Natural-language object grounding data:
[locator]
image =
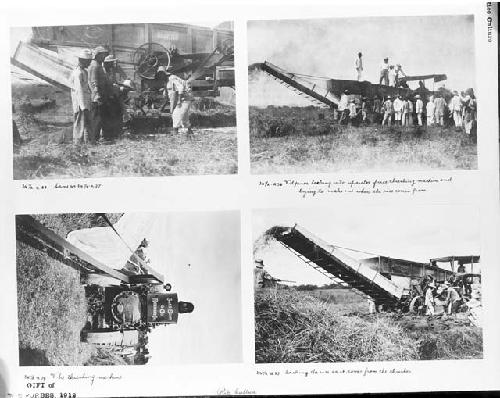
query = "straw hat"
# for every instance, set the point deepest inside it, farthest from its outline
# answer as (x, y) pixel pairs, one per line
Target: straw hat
(100, 50)
(109, 58)
(85, 54)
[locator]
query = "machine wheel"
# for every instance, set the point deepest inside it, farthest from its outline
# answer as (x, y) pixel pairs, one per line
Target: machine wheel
(142, 279)
(415, 304)
(101, 280)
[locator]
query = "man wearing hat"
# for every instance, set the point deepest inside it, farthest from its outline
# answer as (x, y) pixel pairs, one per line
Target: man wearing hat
(180, 95)
(429, 298)
(80, 98)
(358, 65)
(439, 108)
(384, 72)
(388, 111)
(419, 109)
(343, 107)
(456, 109)
(112, 124)
(261, 277)
(398, 110)
(99, 97)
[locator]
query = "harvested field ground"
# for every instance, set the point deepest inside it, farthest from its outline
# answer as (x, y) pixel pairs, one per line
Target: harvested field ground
(47, 150)
(52, 307)
(302, 327)
(303, 140)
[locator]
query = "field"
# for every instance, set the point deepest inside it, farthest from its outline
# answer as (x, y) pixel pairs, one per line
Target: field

Problem requirements: Drop every picture and repeat the rest of the entries exactly.

Reply to the task:
[locator]
image =
query = "straw hat"
# for every instance, set the point deepest inside it, farthest from its outline
# answer as (x, y) pixel pairs, one per line
Target: straw hat
(100, 50)
(109, 58)
(85, 54)
[locator]
query = "machine wheel"
# for every instance, set the point deepest inside it, farthest from its outline
# answer as (x, y) pixel pairs, one per line
Target: machine wheel
(142, 279)
(415, 304)
(101, 280)
[locator]
query = "man wearing hat"
# for every instance, set the point deepest inside it, farthest from its outline
# answer as (x, y) pixel pairs, one per line
Target: man wearing hat
(180, 95)
(429, 298)
(80, 98)
(358, 65)
(439, 108)
(384, 72)
(388, 111)
(419, 109)
(343, 107)
(456, 109)
(112, 124)
(261, 277)
(398, 110)
(99, 97)
[locator]
query = "harvested field ground"
# for every instance, set the point deepest inside it, farthest from its outline
# answer as (x, y) pixel pairs, one per line
Target: harvested field ground
(47, 150)
(52, 307)
(302, 327)
(303, 140)
[locator]
query = "field"
# for every instance, set the point deepest inside it, farthest from its outline
# answer as (x, y) pixel pairs, one per line
Target: field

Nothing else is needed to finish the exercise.